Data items
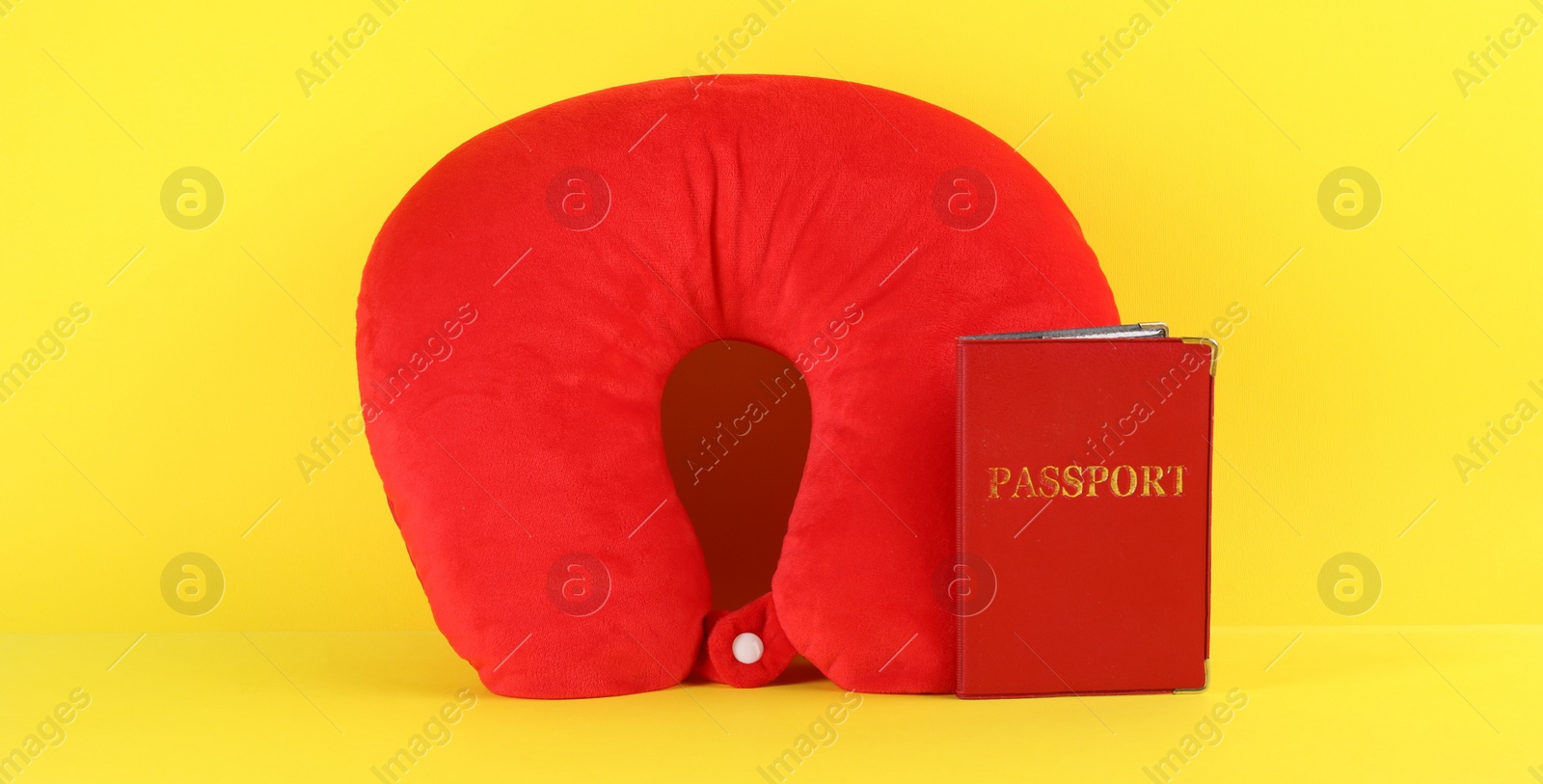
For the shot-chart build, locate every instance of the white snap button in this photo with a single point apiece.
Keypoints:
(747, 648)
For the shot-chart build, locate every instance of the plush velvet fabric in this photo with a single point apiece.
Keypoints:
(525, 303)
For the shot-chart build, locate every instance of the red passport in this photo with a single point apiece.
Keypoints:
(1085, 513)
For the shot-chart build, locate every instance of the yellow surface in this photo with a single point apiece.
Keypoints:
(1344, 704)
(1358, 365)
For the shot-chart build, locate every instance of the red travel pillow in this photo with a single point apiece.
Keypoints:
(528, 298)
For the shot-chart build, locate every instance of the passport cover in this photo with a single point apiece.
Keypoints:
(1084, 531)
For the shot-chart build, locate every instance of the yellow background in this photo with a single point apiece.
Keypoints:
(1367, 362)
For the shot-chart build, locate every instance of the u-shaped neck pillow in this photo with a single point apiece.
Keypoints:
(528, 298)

TO DO
Convert all the records above into a two-column CSV with the header input,output. Use one row per record: put its text in quoted "input" and its answer in quoted "output", turn any line breaks into spaces, and leave the pictures out.

RESPONSE TO THIS EXERCISE
input,output
"For the shot-chart build, locate every instance of the white snap button in this photo with a single point apiece. Keypoints:","(747, 648)"
"For the shot-chart build, locate every instance of the plush velvet fabric in this photo with a single point apiece. Keypoints:","(525, 303)"
"For the shot-chart build, locate every instance of the red passport in this photo with a single point apiece. Keypoints:","(1085, 513)"
"For the shot-chart build, locate every instance of the yellow surface in this photo with a single point apiece. Keypoints:","(1344, 704) (1358, 365)"
"For the shot-chart build, locate every instance of the red travel pillow in this photo with a single point apiece. Keypoints:","(528, 298)"
"For the shot-chart build, locate every instance of the passport cover in this photo with a single point apiece. Keypoints:","(1084, 531)"
"For the shot-chart build, locate every instance of the yellow background in this photo with a single point apiece. Keypoints:","(1367, 362)"
"For the shot-chart build, locate every instance of the u-shaped neck pillow in this photo with a single point apiece. Keypoints:","(528, 298)"